▶ **WHAT THE TASK ASKS**
Exact reproduction of the following data is required.

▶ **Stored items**

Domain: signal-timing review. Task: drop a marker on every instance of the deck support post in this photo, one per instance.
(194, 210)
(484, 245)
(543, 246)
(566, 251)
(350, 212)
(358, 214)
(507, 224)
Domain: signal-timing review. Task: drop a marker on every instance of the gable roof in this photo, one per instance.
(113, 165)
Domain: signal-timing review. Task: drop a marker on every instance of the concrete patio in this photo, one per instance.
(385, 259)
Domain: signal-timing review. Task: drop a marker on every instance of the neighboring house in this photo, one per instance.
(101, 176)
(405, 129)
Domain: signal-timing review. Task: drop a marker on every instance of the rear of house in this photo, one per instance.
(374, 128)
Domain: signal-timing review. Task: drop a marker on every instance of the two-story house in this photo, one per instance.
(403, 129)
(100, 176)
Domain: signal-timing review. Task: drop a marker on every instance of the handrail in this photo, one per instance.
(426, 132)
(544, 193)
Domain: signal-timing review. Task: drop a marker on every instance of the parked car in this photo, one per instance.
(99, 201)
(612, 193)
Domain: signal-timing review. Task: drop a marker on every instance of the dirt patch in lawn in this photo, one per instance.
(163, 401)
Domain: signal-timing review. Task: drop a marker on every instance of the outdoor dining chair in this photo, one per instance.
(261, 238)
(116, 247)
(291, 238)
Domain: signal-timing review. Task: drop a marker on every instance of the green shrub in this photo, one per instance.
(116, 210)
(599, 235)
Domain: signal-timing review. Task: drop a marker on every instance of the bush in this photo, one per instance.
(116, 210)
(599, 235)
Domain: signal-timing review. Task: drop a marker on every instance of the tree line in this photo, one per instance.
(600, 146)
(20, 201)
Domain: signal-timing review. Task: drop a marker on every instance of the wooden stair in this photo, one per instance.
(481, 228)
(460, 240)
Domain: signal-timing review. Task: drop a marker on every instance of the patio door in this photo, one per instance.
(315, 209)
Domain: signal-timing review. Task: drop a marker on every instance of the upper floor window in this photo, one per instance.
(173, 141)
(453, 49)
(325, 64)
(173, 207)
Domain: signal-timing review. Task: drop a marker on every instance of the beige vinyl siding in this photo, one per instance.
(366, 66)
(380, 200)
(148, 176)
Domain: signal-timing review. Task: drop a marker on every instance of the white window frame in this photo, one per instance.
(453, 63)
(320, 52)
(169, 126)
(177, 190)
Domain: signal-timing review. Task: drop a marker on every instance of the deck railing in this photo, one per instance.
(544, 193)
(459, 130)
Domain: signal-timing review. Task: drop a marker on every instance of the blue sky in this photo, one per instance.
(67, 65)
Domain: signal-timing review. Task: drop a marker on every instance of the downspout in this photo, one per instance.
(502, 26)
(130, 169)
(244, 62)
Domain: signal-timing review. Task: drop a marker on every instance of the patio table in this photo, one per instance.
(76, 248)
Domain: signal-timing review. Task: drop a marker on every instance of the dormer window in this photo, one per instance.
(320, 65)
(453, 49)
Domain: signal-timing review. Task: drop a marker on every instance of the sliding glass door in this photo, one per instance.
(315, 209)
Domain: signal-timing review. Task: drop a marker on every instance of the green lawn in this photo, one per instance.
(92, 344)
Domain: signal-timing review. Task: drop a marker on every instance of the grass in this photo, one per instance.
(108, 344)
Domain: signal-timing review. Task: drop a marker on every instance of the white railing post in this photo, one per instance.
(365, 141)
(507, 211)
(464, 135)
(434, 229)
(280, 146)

▶ **ANSWER TO THE PROBLEM**
Domain: signal-timing review. Task: drop a marker on every instance of the deck support post in this photo, one per instance.
(194, 210)
(484, 245)
(543, 246)
(566, 251)
(350, 212)
(358, 214)
(507, 224)
Domain: signal-timing review. Task: drop a marker on every instance of the gable roof in this photo, one per instance.
(113, 165)
Domain: signal-timing review. Task: drop a marker on every instance of the concrete patio in this photo, one per instance.
(385, 259)
Domain: signal-timing review. Task: drop a marker on every instance of the neighboring house in this photo, one per instance.
(101, 176)
(405, 129)
Domain: signal-timing review. Task: drop a marker on every instance of the rear of house in this photo, one per instance.
(374, 128)
Domain: signal-timing review. Task: drop a marker on every instance of the two-story house in this photo, one per instance.
(403, 129)
(100, 176)
Domain: signal-timing review. Task: drop a marker on every instance of the handrail in this photo, one per instance.
(426, 132)
(544, 193)
Domain: signal-timing review. Task: drop a marker on every instance of the parked car in this photo, one per instance.
(99, 201)
(612, 193)
Domain: signal-timing review. Task: drop a marker on every instance of the dirt patch in lawn in this photo, one per instance.
(163, 401)
Domain: signal-timing review. Task: drop a marker on every instance of the outdoor dining chair in this photo, one per instance.
(261, 238)
(116, 247)
(291, 238)
Domain: signal-timing review. Task: drop a marker on every instance of the green shrub in this photo, one per instance.
(116, 210)
(599, 235)
Domain: signal-timing review. Task: drop a marker on every instance of the bush in this photo, one per instance.
(116, 210)
(599, 235)
Domain: signal-timing review. Task: drop a marker on every instance of the tree line in this photo, one per instance.
(600, 146)
(20, 201)
Domain: signal-timing review. Task: drop a marker on every instance of the wooden stair in this photo, one per instance.
(481, 228)
(460, 240)
Domain: signal-timing review. Task: drop a marker on every instance of the patio door in this photo, one per instance.
(315, 209)
Domain: signal-timing review. Task: drop a marker on every instance of the upper floor window in this photo, one per instance.
(173, 141)
(453, 49)
(325, 64)
(173, 207)
Domain: signal-timing review. Task: drop a marker on every instance of the beige vinyl siding in this photo, one per instance.
(366, 66)
(380, 200)
(148, 176)
Domain: signal-timing review. Task: drop a marker on every instance of the white window frame in this photo, one per instance.
(453, 63)
(320, 52)
(169, 126)
(177, 190)
Domain: signal-timing review. Task: drop a marker on every instance of the deck railing in this photo, one per instance.
(544, 193)
(459, 130)
Domain: signal-timing review. Task: drop a marker on every instance of the blue sky in this photo, one per instance.
(67, 65)
Domain: signal-timing review. Task: drop a marker on every instance of the downspout in this photo, one per instance.
(502, 26)
(130, 169)
(244, 62)
Domain: signal-timing review. Task: drop a marker on every instance of the patio table in this photo, one per instance.
(76, 248)
Domain: signal-timing review. Task: drop a marker on every instance of the dormer window in this photo, one per instance.
(320, 65)
(453, 49)
Domain: signal-timing review. Task: drop a marker on every instance of the sliding glass door in this photo, one per instance.
(315, 209)
Domain: signal-timing review. Task: drop a marker on every instance of the green lawn in this photo, one per instance.
(92, 344)
Domain: signal-timing review. Task: drop a marker on every instance of the grass in this photo, one per instance.
(108, 344)
Domain: signal-timing review. Task: drop a marker on every instance of the white railing post in this photo, one per instance.
(365, 141)
(507, 211)
(464, 135)
(434, 229)
(280, 146)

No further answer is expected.